▼▼▼
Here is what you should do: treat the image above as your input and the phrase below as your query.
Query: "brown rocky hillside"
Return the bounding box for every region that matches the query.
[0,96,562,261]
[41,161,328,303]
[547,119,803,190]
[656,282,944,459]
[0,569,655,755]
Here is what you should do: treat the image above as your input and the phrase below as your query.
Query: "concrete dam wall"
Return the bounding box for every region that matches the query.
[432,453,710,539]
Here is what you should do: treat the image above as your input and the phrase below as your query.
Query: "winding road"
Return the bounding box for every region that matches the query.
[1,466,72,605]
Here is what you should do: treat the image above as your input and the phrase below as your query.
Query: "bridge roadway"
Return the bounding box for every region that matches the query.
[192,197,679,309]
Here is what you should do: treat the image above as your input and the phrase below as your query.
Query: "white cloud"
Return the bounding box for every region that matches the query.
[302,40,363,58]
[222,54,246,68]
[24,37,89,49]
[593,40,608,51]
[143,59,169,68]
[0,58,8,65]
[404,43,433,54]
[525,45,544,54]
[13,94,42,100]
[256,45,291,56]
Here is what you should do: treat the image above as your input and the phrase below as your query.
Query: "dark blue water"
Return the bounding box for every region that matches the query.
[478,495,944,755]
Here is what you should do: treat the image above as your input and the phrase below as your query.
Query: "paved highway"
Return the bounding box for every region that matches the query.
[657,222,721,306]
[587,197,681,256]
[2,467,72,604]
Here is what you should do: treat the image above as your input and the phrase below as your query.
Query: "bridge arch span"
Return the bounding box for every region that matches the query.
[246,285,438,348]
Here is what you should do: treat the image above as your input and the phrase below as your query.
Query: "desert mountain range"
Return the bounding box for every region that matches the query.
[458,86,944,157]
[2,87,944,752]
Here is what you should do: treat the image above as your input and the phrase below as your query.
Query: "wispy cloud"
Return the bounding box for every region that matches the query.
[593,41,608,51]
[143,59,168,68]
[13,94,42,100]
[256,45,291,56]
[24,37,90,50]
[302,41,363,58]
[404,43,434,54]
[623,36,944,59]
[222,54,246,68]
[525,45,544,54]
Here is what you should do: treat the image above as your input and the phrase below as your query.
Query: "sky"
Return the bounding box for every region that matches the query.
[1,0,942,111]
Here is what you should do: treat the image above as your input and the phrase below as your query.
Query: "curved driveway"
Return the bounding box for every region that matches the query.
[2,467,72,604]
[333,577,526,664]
▲▲▲
● WORK REQUEST: Transcribe each entry precisely, missing none.

● EXERCISE ANSWER:
Here is what you should do: treat the image above as your input and the phrase below as your query.
Query: "brown rocky hillside"
Return the bounding box for every region that matches the query.
[0,96,562,261]
[41,161,328,303]
[547,119,803,190]
[656,282,944,459]
[0,569,655,755]
Here is what you should do: treat the image above as your input and the phrase below as your query.
Query: "concrete dam wall"
Return the bounding box for every region that matches the query.
[432,453,710,539]
Here is what you should do: treat the image above as your input and the phrase below as your query.
Query: "winding road"
Return the bounding box for every region that matches the query.
[1,466,72,605]
Here is what you should do: treat the image above as your input and the phrase below as your query.
Query: "bridge roadway"
Return the bounding box for every region that matches the query.
[192,197,679,309]
Here is what you should do: treat the image above as your input and the phrase below as your query.
Query: "white cloud"
Return the bounding box for every region that matches the query.
[302,40,363,58]
[222,54,246,68]
[24,37,89,49]
[593,40,608,51]
[143,59,169,68]
[0,58,8,65]
[404,43,433,54]
[525,45,544,54]
[13,94,42,100]
[256,45,291,56]
Here is what you should do: treat the image above as your input and the phrase below as your query.
Query: "dark blue water"
Return the bounding box for every region that matches the query.
[478,495,944,755]
Here is what you should do: treat the image above as your input and the phrase below as your query.
Query: "paved highway"
Return the bounding box for every region that matches the query.
[657,222,721,306]
[587,197,681,256]
[2,467,72,604]
Here is what you should do: treat the image above as your input and the phrase below as your query.
Query: "bridge arch span"
Return the bounding box for every region that matches the query.
[246,285,438,348]
Here is what you should do: treat the image above as your input and the phrase below as your query.
Query: "desert mountain range"
Return the bounding box for every region that matches the query.
[458,86,944,157]
[2,87,944,752]
Here is what you should do: treat the image above as your input and the phrase below as your query.
Query: "wispy cloud"
Return the bounding box for every region that matches the query.
[593,41,608,51]
[143,59,168,68]
[13,94,42,100]
[256,45,291,56]
[24,37,90,50]
[302,41,363,58]
[404,43,434,54]
[623,36,944,59]
[222,54,246,68]
[525,45,544,54]
Here is what you should do: treat the image above as your input and the phrase below as your query.
Query: "sky"
Return the bounding box for every region that matches the query.
[1,0,942,111]
Here is what you should do: treat the image above as your input and the phrase below as your query.
Query: "curved driveway"
Return the bounding box for every region that matches the query.
[2,467,72,604]
[333,577,526,664]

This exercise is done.